BEGIN

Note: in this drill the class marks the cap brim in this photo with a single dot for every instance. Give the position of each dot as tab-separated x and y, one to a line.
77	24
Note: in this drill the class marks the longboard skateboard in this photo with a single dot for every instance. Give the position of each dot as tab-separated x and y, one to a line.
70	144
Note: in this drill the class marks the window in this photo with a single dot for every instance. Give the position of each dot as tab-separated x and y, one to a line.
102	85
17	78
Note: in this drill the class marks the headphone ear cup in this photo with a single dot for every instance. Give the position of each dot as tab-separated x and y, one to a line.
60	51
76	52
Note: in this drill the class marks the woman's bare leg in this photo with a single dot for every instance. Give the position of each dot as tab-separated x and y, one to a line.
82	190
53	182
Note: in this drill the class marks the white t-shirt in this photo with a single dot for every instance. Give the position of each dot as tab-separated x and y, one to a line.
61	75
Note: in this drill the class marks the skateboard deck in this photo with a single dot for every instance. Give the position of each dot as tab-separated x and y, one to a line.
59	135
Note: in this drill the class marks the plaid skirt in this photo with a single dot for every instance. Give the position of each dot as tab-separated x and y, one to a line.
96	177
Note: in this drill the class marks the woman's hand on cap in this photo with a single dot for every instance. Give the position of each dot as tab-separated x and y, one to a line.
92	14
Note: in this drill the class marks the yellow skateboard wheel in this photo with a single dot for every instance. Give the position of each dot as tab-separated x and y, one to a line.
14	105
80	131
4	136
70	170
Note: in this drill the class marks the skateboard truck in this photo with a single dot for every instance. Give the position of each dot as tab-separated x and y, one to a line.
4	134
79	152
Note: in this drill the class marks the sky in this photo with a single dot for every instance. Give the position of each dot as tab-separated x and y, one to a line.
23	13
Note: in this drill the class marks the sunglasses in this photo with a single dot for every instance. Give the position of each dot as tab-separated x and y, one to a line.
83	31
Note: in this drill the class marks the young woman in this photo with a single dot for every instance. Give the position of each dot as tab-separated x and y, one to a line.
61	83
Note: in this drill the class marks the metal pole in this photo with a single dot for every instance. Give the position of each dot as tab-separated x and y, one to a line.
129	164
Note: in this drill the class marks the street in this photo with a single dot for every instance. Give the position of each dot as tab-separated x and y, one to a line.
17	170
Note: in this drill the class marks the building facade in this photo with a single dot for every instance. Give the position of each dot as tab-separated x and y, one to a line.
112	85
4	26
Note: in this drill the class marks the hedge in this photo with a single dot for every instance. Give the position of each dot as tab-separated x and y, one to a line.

END

Problem statement: The records above are to be given again in full, exactly.

Expected answer:
Note: in this drill the class marks the cap brim in this photo with a single dot for every instance. Give the position of each dot as tab-separated x and y, one to a line.
77	24
Note: in this drill the class marks the longboard skateboard in this photo with a single dot for every instance. Give the position of each dot as tab-separated x and y, one to a line.
70	144
Note: in this drill the class marks the window in this photo with a single dot for every instance. Give the position of each dot as tab-separated x and y, one to a line.
102	85
17	78
Note: in this drill the class marks the headphone ear cup in this photo with a single dot for every instance. Give the position of each dot as tab-separated x and y, one to a line.
60	51
76	52
Note: in this drill the class marks the woman's bare leg in this photo with a single dot for every instance. Give the position of each dot as tab-separated x and y, one to a line.
82	190
53	182
Note: in this drill the class marks the white t-shirt in this photo with a single dot for every instance. Give the position of each dot as tab-separated x and y, one to a line.
61	75
Note: in this drill the class marks the skateboard deck in this photo with a single dot for every instance. Give the position of each dot as tab-separated x and y, one to a line.
59	135
Note: in this drill the class marks the plaid skirt in this photo with a single dot for every instance. Give the position of each dot as tab-separated x and y, one to a line.
96	177
Note: in this drill the class marks the woman's hand on cap in this photo with a single dot for every instance. Give the position of each dot as tab-separated x and y, one to a line.
92	14
Note: in this drill the class marks the yellow skateboard wheel in this photo with a single dot for every instance. Give the position of each dot as tab-separated x and y, one to a line.
14	105
80	131
4	136
70	170
Note: in this drill the class marks the skateboard truck in this photo with a single dot for every instance. Give the position of each dot as tab-separated x and y, one to a line.
4	134
79	152
Note: in this drill the class marks the sky in this photo with a single dot for every instance. Give the position of each dot as tab-separated x and y, one to a line.
23	13
Note: in this drill the class marks the sunglasses in this photo with a single dot for every instance. Give the position of each dot as tab-separated x and y, one to a line.
83	31
Note: in this drill the class marks the young woman in this photo with a single dot for every instance. Give the position of each dot as tab-separated x and y, one to a line.
61	83
Note: in this drill the class marks the metal pole in this photo with a single dot for every instance. Give the position of each dot as tab-separated x and y, one to a line.
129	164
Note: in this drill the class marks the street in this photo with a single dot for every instance. Give the position of each dot as tab-separated x and y, one to a line.
17	170
Note: in this drill the class marks the building facade in this photo with a single dot for every instance. Give the position of each dot as tab-separated x and y, one to a line.
112	85
4	26
Note: in this drill the class marks the hedge in this photo with a single dot for every instance. Give the position of each dot as tab-separated x and y, one to a line.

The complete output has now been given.